**Directions for this task**
Would you print the records as they stand, down to the last character?
<<<<
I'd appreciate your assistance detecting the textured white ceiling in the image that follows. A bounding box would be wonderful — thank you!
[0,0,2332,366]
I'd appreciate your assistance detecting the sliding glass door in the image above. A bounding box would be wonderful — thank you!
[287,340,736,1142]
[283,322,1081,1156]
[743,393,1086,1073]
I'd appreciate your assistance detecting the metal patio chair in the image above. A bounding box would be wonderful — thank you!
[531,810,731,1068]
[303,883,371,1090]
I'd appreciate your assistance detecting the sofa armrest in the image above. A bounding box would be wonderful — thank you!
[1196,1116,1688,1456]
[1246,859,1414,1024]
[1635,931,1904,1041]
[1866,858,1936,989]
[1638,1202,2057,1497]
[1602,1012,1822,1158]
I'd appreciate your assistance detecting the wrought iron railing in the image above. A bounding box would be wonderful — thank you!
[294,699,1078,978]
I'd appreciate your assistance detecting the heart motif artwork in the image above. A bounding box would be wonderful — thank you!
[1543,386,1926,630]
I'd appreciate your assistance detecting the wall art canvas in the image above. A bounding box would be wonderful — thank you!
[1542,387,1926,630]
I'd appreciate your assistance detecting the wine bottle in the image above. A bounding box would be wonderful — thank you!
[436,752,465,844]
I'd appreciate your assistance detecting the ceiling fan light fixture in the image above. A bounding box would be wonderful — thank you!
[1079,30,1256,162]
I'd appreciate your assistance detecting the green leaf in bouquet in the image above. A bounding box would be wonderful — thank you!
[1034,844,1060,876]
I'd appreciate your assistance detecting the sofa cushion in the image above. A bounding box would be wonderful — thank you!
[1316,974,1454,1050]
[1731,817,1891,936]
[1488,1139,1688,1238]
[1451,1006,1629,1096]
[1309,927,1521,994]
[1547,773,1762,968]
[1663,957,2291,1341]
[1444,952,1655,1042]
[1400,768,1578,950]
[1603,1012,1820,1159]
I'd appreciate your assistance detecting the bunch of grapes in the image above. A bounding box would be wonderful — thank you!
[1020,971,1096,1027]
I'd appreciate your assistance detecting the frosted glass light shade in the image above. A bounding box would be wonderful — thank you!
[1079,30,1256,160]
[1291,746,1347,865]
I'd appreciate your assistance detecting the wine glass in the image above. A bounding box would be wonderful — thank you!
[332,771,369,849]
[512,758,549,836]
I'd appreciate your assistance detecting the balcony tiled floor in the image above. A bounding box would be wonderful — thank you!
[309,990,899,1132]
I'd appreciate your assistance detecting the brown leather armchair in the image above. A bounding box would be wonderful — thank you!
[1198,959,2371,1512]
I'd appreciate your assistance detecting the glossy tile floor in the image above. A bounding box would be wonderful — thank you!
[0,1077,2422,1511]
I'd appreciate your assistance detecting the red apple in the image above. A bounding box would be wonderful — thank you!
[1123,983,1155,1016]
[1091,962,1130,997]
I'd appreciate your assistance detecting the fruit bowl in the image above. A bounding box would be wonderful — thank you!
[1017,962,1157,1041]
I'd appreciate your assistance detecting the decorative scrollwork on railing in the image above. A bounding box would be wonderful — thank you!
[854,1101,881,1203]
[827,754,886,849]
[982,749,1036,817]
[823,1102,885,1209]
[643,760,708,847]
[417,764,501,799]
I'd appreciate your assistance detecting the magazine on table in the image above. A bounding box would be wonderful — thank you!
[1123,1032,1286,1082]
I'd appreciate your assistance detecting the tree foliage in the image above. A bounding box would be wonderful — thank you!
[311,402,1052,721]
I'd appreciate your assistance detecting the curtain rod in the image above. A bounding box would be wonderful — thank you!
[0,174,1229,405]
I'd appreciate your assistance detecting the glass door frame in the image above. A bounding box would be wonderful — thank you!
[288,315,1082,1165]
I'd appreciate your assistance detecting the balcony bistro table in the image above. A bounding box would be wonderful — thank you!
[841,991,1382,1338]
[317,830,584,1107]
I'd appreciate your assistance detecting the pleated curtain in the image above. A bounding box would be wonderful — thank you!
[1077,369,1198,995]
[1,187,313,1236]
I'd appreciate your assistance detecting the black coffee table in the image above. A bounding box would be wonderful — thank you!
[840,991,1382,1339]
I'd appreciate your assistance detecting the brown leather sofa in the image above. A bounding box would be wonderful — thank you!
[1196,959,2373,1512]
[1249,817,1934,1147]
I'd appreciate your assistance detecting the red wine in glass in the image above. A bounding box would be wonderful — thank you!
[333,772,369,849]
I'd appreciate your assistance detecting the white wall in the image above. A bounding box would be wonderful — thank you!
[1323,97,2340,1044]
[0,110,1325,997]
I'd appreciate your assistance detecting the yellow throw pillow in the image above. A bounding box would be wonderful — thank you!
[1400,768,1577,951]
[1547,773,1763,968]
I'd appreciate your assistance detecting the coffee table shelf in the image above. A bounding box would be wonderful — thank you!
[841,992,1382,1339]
>>>>
**Answer to the exercise**
I'd appreciate your assistance detecting the textured white ceiling in the image that follows. A bounding box would be wonderful — thank you!
[0,0,2332,366]
I'd appreciate your assistance detecting the sliding glass door in the image above. A bounding box would be wonderful — thank you!
[287,340,736,1142]
[283,322,1081,1156]
[743,393,1086,1073]
I'd appreciate your assistance detecting the metal patio chair in the image above. A bounding box would be wonderful — thank you!
[531,810,731,1068]
[303,883,371,1090]
I'd appreciate your assistance detecting the sofa armrest in the image above. A bounding box would be wonderful — thank you!
[1196,1116,1688,1456]
[1246,859,1414,1024]
[1635,931,1904,1041]
[1866,858,1936,989]
[1638,1202,2057,1497]
[1602,1012,1822,1158]
I'd appreciate your assistance detecting the wrought iron railing in the image above. A bounding box would be wonderful — thank you!
[294,699,1078,978]
I'd appreciate your assistance detecting the heart motif artwork in the image above. A bounding box would be wonderful — thank you!
[1543,386,1926,630]
I'd appreciate your assistance detecting the wall art canvas in the image above. A bounding box would be wonderful — thank you!
[1542,387,1926,630]
I'd appreciate your assistance detecting the wine bottle in the image above. A bounding box would be wonderful — thank you!
[436,752,465,844]
I'd appreciate your assistance detecting the ceiling fan light fixture in the image above. A bounding box would be wonderful — thank you!
[1079,30,1256,162]
I'd appreciate your assistance detecting the green leaf in bouquet in the image above. A bounding box would be wonderful — thank you!
[1034,844,1060,876]
I'd appreciate your assistance detecting the sofa cushion in the image above. A bounding box would be wonderful — thank you!
[1316,974,1454,1050]
[1731,817,1891,936]
[1488,1139,1688,1238]
[1451,1006,1629,1096]
[1309,927,1521,994]
[1547,773,1762,968]
[1663,957,2291,1341]
[1444,952,1655,1042]
[1400,768,1578,950]
[1603,1012,1820,1159]
I'd appreciate your assistance detecting the bunch of grapes in the image above. A bounding box would be wonderful — thank you!
[1020,971,1096,1027]
I'd appreciate your assistance detecting the frosted glass light shade in the image above. A bounding box would be wonderful — thank you!
[1079,30,1256,160]
[1291,746,1347,865]
I'd appreciate your assistance detecting the wine glass in the image above. A bounding box would be wonderful — thank you!
[332,771,369,849]
[512,758,549,836]
I'd appreciate your assistance detecting the balcony tiled floor in the image above. A bounding box would be wonderful — thank you!
[309,990,899,1132]
I'd appreciate your assistance detecting the brown leather armchair in the image above. A bounding box would be wonderful — thank you!
[1198,959,2371,1512]
I'd appreciate your assistance detecting the glossy tile floor in the image above. A bounding box would be wonderful — thank you!
[0,1077,2422,1511]
I'd appreciate your assistance detecting the red apple in the image above. A bounding box would be wonderful — thank you!
[1123,983,1155,1016]
[1091,962,1130,997]
I'd appreciate your assistance detecting the fruit bowl in the image above. A bounding box would be wonderful — thank you!
[1017,962,1157,1041]
I'd appreciate your assistance detecting the decorative scrollwork on railing in the image above. A bounding box would be wonderful — thank you!
[854,1101,881,1203]
[827,754,886,849]
[982,749,1036,817]
[823,1102,885,1209]
[643,760,708,847]
[417,764,501,799]
I'd appreciate your assistance detecting the magazine on table in the image above. A bounding box would be wonderful — thank you!
[1123,1032,1286,1082]
I'd appreciate your assistance detecting the tree foliage in the image above. A bounding box would be wonderful — thank you!
[311,402,1052,721]
I'd appreciate your assistance detecting the curtain rod in the image above. A bounding box would be wonderful — thank you!
[0,174,1229,405]
I'd appreciate your assistance detecting the glass door frame in the image above. A bounding box would be wonderful — thank you!
[288,315,1082,1165]
I'd appreciate your assistance detecting the balcony bistro table in the image above. A bounding box would be wonderful — thank you!
[841,991,1382,1338]
[317,830,584,1107]
I'd appreciate your assistance detecting the pleated curtain in the image above. A bounding box would be wonderful — thank you!
[1077,369,1198,995]
[1,187,313,1236]
I'd appreciate your assistance detecting the black coffee table in the image above. A bounding box would be wonderful — thank you!
[840,991,1382,1339]
I'd appreciate your assistance detecting the brown leather sofa in the image above. A bounding box would be wonderful — thank you!
[1196,959,2373,1512]
[1249,817,1934,1147]
I'd appreciate your assistance detecting the red wine in glass in the image above. A bounding box would be wonderful — thank you!
[333,772,369,849]
I'd appreciate your assistance detecting the white wall in the image above. A bounding box would be wonderful — thank you!
[1323,97,2340,1044]
[0,110,1325,997]
I'd appreciate your assistance detecting the yellow throw pillow in the image above. A bounding box would be wonderful — thank you!
[1400,768,1577,951]
[1547,773,1763,968]
I'd appreciate your assistance detecting the coffee table shelf in the image above. A bounding box would be wonderful — thank you!
[841,992,1382,1339]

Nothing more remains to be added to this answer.